> **Фрагмент документа**:
★ ★ ★
Последняя проблема
Последняя проблема
Называя обширные торфяные запасы «дремлющими миллионами», Лаваль нисколько не преувеличивал значение торфа для различных областей промышленности. Торфяные запасы могли найти себе огромное применение как источники топлива для промышленности, транспорта, как энергетическая база для электрификации, как материал для химической и технологической переработки в более ценные продукты, как отопление для жилищ, как удобрение в сельском хозяйстве и как строительный материал в виде кирпича и фибрита. Кроме того торфяные залежи нельзя было не рассматривать как громадные земельные площади, которые после снятия с них торфяного пласта могут быть превращены в культурные угодья.
Торфяное дело имело за собой значительную давность, и первая книга по технике торфоразрабатывания появилась уже в 1658 году. Систематическое развитие торфяное хозяйство получило впервые в Голландии, а затем в XVI веке оно начало развиваться во Франции и в Швеции.
★ ★ ★
> **Представленные данные**:

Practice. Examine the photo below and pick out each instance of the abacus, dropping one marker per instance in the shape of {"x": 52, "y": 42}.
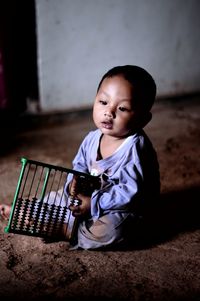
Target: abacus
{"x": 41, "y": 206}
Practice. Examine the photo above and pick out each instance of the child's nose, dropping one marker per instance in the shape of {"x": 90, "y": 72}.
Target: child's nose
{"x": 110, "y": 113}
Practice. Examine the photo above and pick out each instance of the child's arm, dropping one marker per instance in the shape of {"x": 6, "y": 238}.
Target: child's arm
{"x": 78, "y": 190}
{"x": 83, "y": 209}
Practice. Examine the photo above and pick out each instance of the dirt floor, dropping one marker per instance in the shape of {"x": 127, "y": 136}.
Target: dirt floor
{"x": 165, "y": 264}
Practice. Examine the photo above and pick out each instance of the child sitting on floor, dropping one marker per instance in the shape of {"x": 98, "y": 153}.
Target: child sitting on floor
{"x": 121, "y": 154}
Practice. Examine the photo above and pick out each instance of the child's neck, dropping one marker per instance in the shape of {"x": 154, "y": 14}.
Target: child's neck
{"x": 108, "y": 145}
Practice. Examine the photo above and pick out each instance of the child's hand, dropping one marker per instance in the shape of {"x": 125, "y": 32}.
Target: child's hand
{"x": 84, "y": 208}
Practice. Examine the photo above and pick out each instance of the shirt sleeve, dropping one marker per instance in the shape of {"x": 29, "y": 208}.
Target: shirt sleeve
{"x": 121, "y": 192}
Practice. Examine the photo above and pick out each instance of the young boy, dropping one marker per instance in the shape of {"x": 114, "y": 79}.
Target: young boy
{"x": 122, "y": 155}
★ ★ ★
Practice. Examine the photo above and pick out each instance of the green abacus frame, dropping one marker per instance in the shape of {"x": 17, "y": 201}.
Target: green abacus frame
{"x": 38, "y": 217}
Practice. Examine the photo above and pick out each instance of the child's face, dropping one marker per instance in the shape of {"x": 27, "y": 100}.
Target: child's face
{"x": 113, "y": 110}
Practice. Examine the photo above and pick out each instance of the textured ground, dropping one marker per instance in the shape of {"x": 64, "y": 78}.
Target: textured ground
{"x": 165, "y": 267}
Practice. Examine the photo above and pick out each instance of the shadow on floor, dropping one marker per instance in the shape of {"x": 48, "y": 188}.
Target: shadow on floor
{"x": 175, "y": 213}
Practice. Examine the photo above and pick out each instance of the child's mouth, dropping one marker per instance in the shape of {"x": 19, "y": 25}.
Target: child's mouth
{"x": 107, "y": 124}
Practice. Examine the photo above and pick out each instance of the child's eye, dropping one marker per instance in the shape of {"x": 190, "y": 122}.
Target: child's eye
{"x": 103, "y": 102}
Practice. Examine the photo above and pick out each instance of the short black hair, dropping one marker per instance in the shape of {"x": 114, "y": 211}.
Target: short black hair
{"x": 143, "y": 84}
★ ★ ★
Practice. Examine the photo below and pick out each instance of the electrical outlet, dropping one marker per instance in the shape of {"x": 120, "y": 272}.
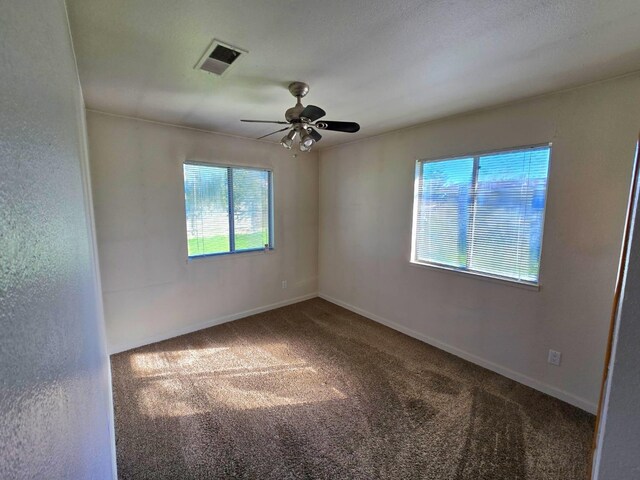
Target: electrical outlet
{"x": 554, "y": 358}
★ ★ ★
> **Задания для выполнения**:
1: Измените фрагмент о торфе: перепишите его, начиная со слов «Торфяное дело имело» и вплоть до слов «и в Швеции.», поставив «Нидерландах» вместо «Голландии».
2: Пожалуйста, определите, соответствуют ли фрагменту о торфе утверждения (а), (б) и (в). Для каждого ответьте «да» или «нет» и приведите решающие слова фрагмента дословно.
(а) Первая книга по технике торфоразрабатывания вышла в 1658 году.
(б) Систематическое развитие торфяное хозяйство впервые получило во Франции.
(в) Лаваль преувеличивал значение торфа для промышленности.
Записи для работы не понадобятся.

> **Письменные ответы**:
1:
Торфяное дело имело за собой значительную давность, и первая книга по технике торфоразрабатывания появилась уже в 1658 году. Систематическое развитие торфяное хозяйство получило впервые в Нидерландах, а затем в XVI веке оно начало развиваться во Франции и в Швеции.

2:
(а) Да: «первая книга по технике торфоразрабатывания появилась уже в 1658 году».
(б) Нет: «Систематическое развитие торфяное хозяйство получило впервые в Голландии».
(в) Нет: «Лаваль нисколько не преувеличивал значение торфа для различных областей промышленности».